Referring expression data:
____

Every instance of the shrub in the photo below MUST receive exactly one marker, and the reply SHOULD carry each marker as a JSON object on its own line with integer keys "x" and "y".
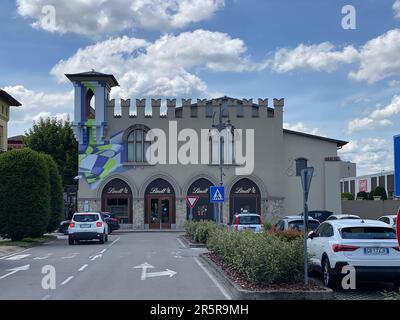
{"x": 24, "y": 194}
{"x": 203, "y": 231}
{"x": 380, "y": 192}
{"x": 363, "y": 195}
{"x": 263, "y": 258}
{"x": 56, "y": 195}
{"x": 347, "y": 195}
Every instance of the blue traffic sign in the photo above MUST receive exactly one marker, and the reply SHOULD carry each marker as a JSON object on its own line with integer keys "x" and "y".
{"x": 217, "y": 194}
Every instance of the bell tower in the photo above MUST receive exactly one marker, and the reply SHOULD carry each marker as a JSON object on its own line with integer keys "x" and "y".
{"x": 92, "y": 91}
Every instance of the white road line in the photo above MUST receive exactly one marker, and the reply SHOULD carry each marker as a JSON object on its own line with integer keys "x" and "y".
{"x": 18, "y": 257}
{"x": 219, "y": 286}
{"x": 180, "y": 242}
{"x": 13, "y": 254}
{"x": 67, "y": 280}
{"x": 83, "y": 267}
{"x": 112, "y": 243}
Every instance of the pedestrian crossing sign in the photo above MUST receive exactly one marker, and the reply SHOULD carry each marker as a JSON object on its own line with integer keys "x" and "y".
{"x": 217, "y": 194}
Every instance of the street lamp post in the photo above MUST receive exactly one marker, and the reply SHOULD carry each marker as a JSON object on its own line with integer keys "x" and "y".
{"x": 221, "y": 126}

____

What is being asked:
Retype all entries exactly; omit pictures.

Response to this task:
Every instance of the shrub in the photo below MUST receive exactly one marker, and the reply SHOULD carry each marker as a JSON object on its own line with integer keys "x" and "y".
{"x": 24, "y": 194}
{"x": 203, "y": 231}
{"x": 380, "y": 192}
{"x": 363, "y": 195}
{"x": 263, "y": 258}
{"x": 56, "y": 195}
{"x": 347, "y": 195}
Every instance of the blue traffic sign in the photo above MUST receive exactly one marker, and the reply SHOULD carry each marker as a JSON object on its own line with integer keys "x" and "y".
{"x": 217, "y": 194}
Every instance of the bell tower in the photo above MUST receive exactly one marker, and the reply SHOULD carry each marker as a JSON object on its own line with integer keys "x" and "y".
{"x": 92, "y": 91}
Every instance of the white road line in the photo above MUST receive exactly one marker, and the reply SHOULD carry each marker as a JSON object on its own line with integer keys "x" and "y".
{"x": 18, "y": 257}
{"x": 219, "y": 286}
{"x": 180, "y": 242}
{"x": 13, "y": 254}
{"x": 67, "y": 280}
{"x": 83, "y": 267}
{"x": 112, "y": 243}
Every instance of the pedestrian crossing sign in the photo above MUST receive exactly one marker, and the reply SHOULD carry each marker as a JSON object on its own line with integer keys "x" and "y".
{"x": 217, "y": 194}
Every instance of the street lamp post in the photo above MUST receive exactly one marker, and the reply SHOULD carry each marker as a JSON object on its own line with integer keys "x" and "y".
{"x": 221, "y": 126}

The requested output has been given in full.